Your task
Write out the items as a two-column CSV with the headers instruction and response. Start at the line containing "Zoom in on medal" and continue to the end of the items. Give one row for each instruction with its response, putting each value in a single quoted field and replacing line breaks with spaces.
──────── Data section ────────
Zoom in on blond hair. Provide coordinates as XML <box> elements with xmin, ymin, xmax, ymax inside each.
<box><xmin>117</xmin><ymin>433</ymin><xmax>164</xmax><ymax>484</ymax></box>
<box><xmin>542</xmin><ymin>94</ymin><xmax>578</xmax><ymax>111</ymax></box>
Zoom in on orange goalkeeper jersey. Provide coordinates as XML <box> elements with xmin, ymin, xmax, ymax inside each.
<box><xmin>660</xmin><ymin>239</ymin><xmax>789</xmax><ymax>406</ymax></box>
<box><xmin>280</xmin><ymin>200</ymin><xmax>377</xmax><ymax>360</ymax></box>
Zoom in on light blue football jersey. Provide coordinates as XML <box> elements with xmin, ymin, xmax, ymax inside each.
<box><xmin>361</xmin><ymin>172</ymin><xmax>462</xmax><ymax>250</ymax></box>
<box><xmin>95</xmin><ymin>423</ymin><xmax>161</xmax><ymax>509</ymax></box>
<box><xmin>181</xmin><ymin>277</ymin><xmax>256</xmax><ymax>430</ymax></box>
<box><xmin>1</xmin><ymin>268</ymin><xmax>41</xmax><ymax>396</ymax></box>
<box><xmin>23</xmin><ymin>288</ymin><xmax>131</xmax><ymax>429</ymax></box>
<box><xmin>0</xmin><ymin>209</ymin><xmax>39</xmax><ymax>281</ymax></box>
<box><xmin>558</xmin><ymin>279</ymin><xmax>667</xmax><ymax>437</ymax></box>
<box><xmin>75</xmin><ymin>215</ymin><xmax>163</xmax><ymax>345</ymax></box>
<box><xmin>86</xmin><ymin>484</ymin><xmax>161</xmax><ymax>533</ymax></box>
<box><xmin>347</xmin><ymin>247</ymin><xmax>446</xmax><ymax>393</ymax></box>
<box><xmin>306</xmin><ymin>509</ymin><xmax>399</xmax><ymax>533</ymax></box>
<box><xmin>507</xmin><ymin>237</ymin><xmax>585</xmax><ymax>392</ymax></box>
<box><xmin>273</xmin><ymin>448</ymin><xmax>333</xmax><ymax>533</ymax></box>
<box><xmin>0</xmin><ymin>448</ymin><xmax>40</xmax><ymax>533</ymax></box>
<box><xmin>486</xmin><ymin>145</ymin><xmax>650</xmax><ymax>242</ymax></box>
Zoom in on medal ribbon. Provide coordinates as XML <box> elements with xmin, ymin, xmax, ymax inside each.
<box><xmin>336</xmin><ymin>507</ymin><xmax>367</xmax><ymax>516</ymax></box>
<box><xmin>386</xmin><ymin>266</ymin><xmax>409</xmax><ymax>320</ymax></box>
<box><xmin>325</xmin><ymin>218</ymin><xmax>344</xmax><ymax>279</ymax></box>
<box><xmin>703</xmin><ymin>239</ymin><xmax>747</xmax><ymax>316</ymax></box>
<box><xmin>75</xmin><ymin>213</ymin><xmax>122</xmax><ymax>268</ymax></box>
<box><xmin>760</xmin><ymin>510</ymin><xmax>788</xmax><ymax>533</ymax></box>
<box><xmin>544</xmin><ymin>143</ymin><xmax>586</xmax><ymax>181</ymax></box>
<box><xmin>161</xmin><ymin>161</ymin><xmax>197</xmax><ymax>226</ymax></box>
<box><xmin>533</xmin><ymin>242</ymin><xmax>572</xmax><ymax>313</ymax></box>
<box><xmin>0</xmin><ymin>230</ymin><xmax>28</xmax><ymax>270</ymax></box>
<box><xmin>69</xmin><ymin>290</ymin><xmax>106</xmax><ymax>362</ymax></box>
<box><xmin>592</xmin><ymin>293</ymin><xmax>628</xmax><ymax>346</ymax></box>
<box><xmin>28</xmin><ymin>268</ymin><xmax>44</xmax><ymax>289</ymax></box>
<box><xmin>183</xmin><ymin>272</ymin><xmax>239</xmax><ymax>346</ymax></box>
────────
Result
instruction,response
"Zoom in on medal ribbon. Provide coordinates as XML <box> elements with xmin, ymin, xmax, ymax inside each.","<box><xmin>336</xmin><ymin>507</ymin><xmax>367</xmax><ymax>516</ymax></box> <box><xmin>386</xmin><ymin>266</ymin><xmax>409</xmax><ymax>320</ymax></box> <box><xmin>325</xmin><ymin>218</ymin><xmax>344</xmax><ymax>279</ymax></box> <box><xmin>703</xmin><ymin>239</ymin><xmax>747</xmax><ymax>316</ymax></box> <box><xmin>75</xmin><ymin>213</ymin><xmax>122</xmax><ymax>268</ymax></box> <box><xmin>760</xmin><ymin>510</ymin><xmax>788</xmax><ymax>533</ymax></box> <box><xmin>544</xmin><ymin>143</ymin><xmax>586</xmax><ymax>181</ymax></box> <box><xmin>161</xmin><ymin>161</ymin><xmax>197</xmax><ymax>226</ymax></box> <box><xmin>533</xmin><ymin>242</ymin><xmax>572</xmax><ymax>313</ymax></box> <box><xmin>0</xmin><ymin>230</ymin><xmax>28</xmax><ymax>270</ymax></box> <box><xmin>69</xmin><ymin>290</ymin><xmax>106</xmax><ymax>362</ymax></box> <box><xmin>592</xmin><ymin>293</ymin><xmax>628</xmax><ymax>346</ymax></box> <box><xmin>28</xmin><ymin>268</ymin><xmax>44</xmax><ymax>289</ymax></box> <box><xmin>183</xmin><ymin>272</ymin><xmax>239</xmax><ymax>346</ymax></box>"